╭─ Exercise inputs

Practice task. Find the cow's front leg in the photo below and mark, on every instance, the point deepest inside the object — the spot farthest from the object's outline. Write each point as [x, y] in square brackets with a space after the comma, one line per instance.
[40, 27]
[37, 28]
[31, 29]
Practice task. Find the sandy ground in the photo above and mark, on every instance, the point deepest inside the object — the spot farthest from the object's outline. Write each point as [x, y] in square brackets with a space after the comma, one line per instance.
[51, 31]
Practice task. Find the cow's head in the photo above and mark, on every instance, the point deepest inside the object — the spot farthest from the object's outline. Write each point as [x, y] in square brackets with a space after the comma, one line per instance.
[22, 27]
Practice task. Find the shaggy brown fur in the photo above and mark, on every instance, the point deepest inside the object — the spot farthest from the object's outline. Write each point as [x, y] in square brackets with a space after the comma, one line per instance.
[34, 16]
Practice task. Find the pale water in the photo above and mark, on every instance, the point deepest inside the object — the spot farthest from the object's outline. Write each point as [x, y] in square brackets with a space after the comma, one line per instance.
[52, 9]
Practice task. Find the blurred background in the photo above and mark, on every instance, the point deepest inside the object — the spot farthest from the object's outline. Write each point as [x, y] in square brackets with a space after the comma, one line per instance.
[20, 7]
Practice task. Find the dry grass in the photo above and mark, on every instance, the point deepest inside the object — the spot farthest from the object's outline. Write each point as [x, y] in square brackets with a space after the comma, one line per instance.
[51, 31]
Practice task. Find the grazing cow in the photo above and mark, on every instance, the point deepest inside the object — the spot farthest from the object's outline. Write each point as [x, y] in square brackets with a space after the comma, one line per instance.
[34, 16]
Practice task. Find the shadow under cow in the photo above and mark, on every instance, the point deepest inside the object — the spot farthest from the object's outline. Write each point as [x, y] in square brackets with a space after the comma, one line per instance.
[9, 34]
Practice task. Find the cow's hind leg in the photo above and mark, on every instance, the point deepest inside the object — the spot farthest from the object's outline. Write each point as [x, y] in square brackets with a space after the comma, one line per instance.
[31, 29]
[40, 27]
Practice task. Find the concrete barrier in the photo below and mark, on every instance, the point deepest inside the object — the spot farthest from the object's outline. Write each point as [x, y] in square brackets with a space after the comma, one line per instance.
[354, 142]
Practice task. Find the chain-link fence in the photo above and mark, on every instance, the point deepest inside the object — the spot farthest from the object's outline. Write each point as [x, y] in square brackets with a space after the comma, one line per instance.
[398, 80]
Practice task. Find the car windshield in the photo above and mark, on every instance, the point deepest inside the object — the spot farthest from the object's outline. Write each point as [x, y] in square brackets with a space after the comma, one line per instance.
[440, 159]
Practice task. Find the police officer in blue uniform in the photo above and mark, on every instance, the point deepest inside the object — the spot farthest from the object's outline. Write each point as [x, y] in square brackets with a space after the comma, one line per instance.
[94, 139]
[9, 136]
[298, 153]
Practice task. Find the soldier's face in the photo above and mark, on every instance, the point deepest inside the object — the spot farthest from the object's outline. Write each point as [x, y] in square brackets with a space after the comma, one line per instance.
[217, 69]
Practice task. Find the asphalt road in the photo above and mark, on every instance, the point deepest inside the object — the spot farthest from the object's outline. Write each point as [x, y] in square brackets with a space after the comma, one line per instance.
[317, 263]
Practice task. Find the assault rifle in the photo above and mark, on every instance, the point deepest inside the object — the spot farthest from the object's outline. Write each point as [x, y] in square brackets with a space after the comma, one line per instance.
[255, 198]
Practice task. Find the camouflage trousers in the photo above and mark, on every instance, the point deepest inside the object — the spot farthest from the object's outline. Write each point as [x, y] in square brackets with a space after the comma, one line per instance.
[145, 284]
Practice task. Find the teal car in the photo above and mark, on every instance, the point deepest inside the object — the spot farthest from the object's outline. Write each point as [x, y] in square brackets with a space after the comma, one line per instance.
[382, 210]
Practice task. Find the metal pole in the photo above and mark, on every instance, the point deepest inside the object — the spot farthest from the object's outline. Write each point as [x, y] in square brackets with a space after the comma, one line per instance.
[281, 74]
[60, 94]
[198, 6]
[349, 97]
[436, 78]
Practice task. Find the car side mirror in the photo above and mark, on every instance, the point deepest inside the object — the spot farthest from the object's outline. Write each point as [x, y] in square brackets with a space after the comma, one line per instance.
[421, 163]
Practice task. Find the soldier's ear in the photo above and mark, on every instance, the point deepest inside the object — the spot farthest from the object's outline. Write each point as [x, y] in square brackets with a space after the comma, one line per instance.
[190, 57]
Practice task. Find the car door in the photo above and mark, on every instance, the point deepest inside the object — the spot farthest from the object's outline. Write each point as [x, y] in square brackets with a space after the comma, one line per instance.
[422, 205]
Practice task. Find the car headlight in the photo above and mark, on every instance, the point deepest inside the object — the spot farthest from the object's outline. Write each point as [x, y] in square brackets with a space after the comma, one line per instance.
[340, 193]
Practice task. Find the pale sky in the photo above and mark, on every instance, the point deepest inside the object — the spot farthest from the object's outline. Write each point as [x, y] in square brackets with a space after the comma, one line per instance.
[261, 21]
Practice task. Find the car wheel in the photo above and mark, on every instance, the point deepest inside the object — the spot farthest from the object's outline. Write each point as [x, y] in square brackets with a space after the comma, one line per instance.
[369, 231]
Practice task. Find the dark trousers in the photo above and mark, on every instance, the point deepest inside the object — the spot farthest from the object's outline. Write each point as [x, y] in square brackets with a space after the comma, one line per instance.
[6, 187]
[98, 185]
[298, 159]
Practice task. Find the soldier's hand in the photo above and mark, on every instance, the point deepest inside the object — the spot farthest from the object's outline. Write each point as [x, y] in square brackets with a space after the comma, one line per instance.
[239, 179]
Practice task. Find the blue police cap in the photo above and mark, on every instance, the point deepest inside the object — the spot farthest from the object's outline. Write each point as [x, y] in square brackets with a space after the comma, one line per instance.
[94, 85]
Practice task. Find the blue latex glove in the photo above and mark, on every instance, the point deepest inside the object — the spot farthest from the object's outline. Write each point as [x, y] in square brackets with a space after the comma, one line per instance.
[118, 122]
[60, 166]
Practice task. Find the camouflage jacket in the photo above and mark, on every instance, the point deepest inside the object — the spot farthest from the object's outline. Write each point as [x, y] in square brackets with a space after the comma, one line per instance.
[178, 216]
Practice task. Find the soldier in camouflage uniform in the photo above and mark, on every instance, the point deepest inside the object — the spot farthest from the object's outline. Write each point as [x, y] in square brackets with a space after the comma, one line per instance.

╰─

**Written problem**:
Convert all the items above into a Markdown table with two columns, Row and Line. Put one line per row with its row number, and skip any blank lines.

**Answer in full**:
| Row | Line |
|---|---|
| 1 | Practice task. Find the cow's front leg in the photo below and mark, on every instance, the point deepest inside the object — the spot farthest from the object's outline. Write each point as [x, y] in square brackets with a space after the comma, one line per instance. |
| 2 | [40, 27] |
| 3 | [37, 28] |
| 4 | [31, 29] |
| 5 | Practice task. Find the sandy ground in the photo above and mark, on every instance, the point deepest inside the object — the spot farthest from the object's outline. Write each point as [x, y] in square brackets with a space after the comma, one line per instance. |
| 6 | [51, 31] |
| 7 | Practice task. Find the cow's head in the photo above and mark, on every instance, the point deepest inside the object — the spot farthest from the object's outline. Write each point as [x, y] in square brackets with a space after the comma, one line per instance. |
| 8 | [22, 27] |
| 9 | Practice task. Find the shaggy brown fur in the photo above and mark, on every instance, the point deepest inside the object — the spot farthest from the object's outline. Write each point as [x, y] in square brackets with a space after the comma, one line per instance. |
| 10 | [34, 16] |
| 11 | Practice task. Find the pale water in the photo above and mark, on every instance, the point deepest inside the object — the spot farthest from the object's outline. Write each point as [x, y] in square brackets with a space after the comma, one line per instance. |
| 12 | [52, 9] |
| 13 | Practice task. Find the blurred background in the photo above and mark, on every instance, the point deepest inside the object — the spot farthest from the object's outline. Write each point as [x, y] in square brackets with a space after the comma, one line per instance. |
| 14 | [20, 7] |
| 15 | Practice task. Find the dry grass in the photo above and mark, on every instance, the point deepest inside the object — the spot farthest from the object's outline. Write each point as [x, y] in square brackets with a space after the comma, one line per instance. |
| 16 | [51, 31] |
| 17 | Practice task. Find the grazing cow in the photo above and mark, on every instance, the point deepest inside the object — the spot farthest from the object's outline. Write each point as [x, y] in square brackets with a space after the comma, one line per instance. |
| 18 | [34, 16] |
| 19 | Practice task. Find the shadow under cow in the photo above and mark, on every instance, the point deepest inside the object — the spot farthest from the object's outline. Write each point as [x, y] in square brackets with a space after the comma, one line per instance. |
| 20 | [9, 34] |
| 21 | Practice task. Find the cow's hind leg in the photo above and mark, on every instance, the point deepest inside the object — the spot farthest from the object's outline. Write each point as [x, y] in square brackets with a space after the comma, one line per instance. |
| 22 | [31, 29] |
| 23 | [40, 27] |
| 24 | Practice task. Find the concrete barrier in the photo below and mark, on every instance, the point deepest inside the object — the spot farthest from the object's outline. Write each point as [x, y] in square brackets with a space after the comma, one line per instance. |
| 25 | [354, 142] |
| 26 | Practice task. Find the chain-link fence in the photo above and mark, on every instance, the point deepest inside the object — the spot farthest from the object's outline. Write each point as [x, y] in square brackets with a space after the comma, one line per instance. |
| 27 | [398, 80] |
| 28 | Practice task. Find the car windshield in the photo above and mark, on every instance, the point deepest inside the object — the spot farthest from the object's outline. Write each point as [x, y] in square brackets with a space after the comma, one line per instance. |
| 29 | [440, 159] |
| 30 | Practice task. Find the police officer in blue uniform in the photo above and mark, on every instance, the point deepest inside the object — the spot farthest from the object's outline. Write each point as [x, y] in square brackets with a space after the comma, one line per instance. |
| 31 | [94, 139] |
| 32 | [9, 136] |
| 33 | [298, 153] |
| 34 | Practice task. Find the soldier's face in the photo above and mark, on every instance, the point deepest inside the object — the spot farthest from the object's outline. Write each point as [x, y] in square brackets with a space after the comma, one line per instance. |
| 35 | [217, 69] |
| 36 | Practice task. Find the asphalt road in the photo above and mark, on every instance, the point deepest inside the object — the spot farthest from the object's outline. Write each point as [x, y] in square brackets with a space after the comma, one line per instance. |
| 37 | [317, 263] |
| 38 | Practice task. Find the assault rifle in the photo above and mark, on every instance, the point deepest inside the object — the spot farthest from the object's outline. Write each point as [x, y] in square brackets with a space after the comma, one line per instance. |
| 39 | [255, 198] |
| 40 | Practice task. Find the camouflage trousers in the photo above and mark, on every instance, the point deepest inside the object — the spot farthest from the object's outline. Write each point as [x, y] in square brackets with a space after the comma, one line per instance. |
| 41 | [145, 284] |
| 42 | Practice task. Find the teal car in the photo above and mark, on every instance, the point deepest inside the object — the spot farthest from the object's outline. Write each point as [x, y] in square brackets with a space after the comma, one line per instance. |
| 43 | [382, 210] |
| 44 | Practice task. Find the metal pole in the photo above and mark, on every instance, the point deepest inside the object — the spot farthest from the object's outline. Write each point as [x, y] in square brackets with a space after the comma, one line per instance. |
| 45 | [281, 74] |
| 46 | [60, 94] |
| 47 | [198, 6] |
| 48 | [349, 97] |
| 49 | [436, 78] |
| 50 | Practice task. Find the car side mirror in the photo above and mark, on every instance, the point deepest inside the object — the spot farthest from the object's outline. Write each point as [x, y] in square brackets with a space after the comma, one line per instance. |
| 51 | [421, 163] |
| 52 | Practice task. Find the soldier's ear in the photo above and mark, on every instance, the point deepest inside the object — the spot farthest from the object's outline. Write each point as [x, y] in square brackets with a space after the comma, one line per instance. |
| 53 | [190, 57] |
| 54 | Practice task. Find the car door in the photo above and mark, on every instance, the point deepest inside the object — the spot farthest from the object's outline. Write each point as [x, y] in square brackets with a space after the comma, one line per instance. |
| 55 | [422, 205] |
| 56 | Practice task. Find the car headlight in the photo above and mark, on every instance, the point deepest inside the object — the spot farthest from the object's outline. Write each point as [x, y] in square brackets with a space after the comma, one line per instance. |
| 57 | [340, 193] |
| 58 | Practice task. Find the pale sky in the photo above and mark, on every instance, the point deepest inside the object — the spot farthest from the object's outline. Write each point as [x, y] in square brackets with a space after the comma, one line per instance. |
| 59 | [261, 21] |
| 60 | Practice task. Find the car wheel in the photo above and mark, on every instance, the point deepest inside the object — the spot farthest from the object's outline. Write each point as [x, y] in square brackets with a space after the comma, one line per instance. |
| 61 | [369, 231] |
| 62 | Practice task. Find the dark trousers in the photo above and mark, on every instance, the point deepest inside the object — the spot farthest from the object's outline. Write each point as [x, y] in square brackets with a space after the comma, one line per instance. |
| 63 | [6, 187] |
| 64 | [98, 185] |
| 65 | [298, 159] |
| 66 | Practice task. Find the soldier's hand in the photo above and mark, on every instance, the point deepest inside the object — the spot farthest from the object's outline. Write each point as [x, y] in square brackets with a space after the comma, one line per instance. |
| 67 | [239, 179] |
| 68 | Practice task. Find the blue police cap in the photo above and mark, on every instance, the point deepest inside the object — the spot farthest from the object's outline. Write each point as [x, y] in square brackets with a space after the comma, one line per instance. |
| 69 | [94, 85] |
| 70 | Practice task. Find the blue latex glove in the photo above and mark, on every instance, the point deepest inside the object — the spot farthest from the object's outline. Write each point as [x, y] in square brackets with a space after the comma, one line per instance. |
| 71 | [118, 122] |
| 72 | [60, 166] |
| 73 | Practice task. Find the camouflage jacket in the photo above and mark, on every instance, the point deepest inside the object — the spot farthest from the object's outline. Write each point as [x, y] in square brackets with a space after the comma, one line per instance. |
| 74 | [178, 216] |
| 75 | Practice task. Find the soldier in camouflage uniform in the photo above and mark, on every instance, the point deepest inside the object — the spot farthest from the object's outline. Write each point as [x, y] in square brackets with a space after the comma, one line per instance. |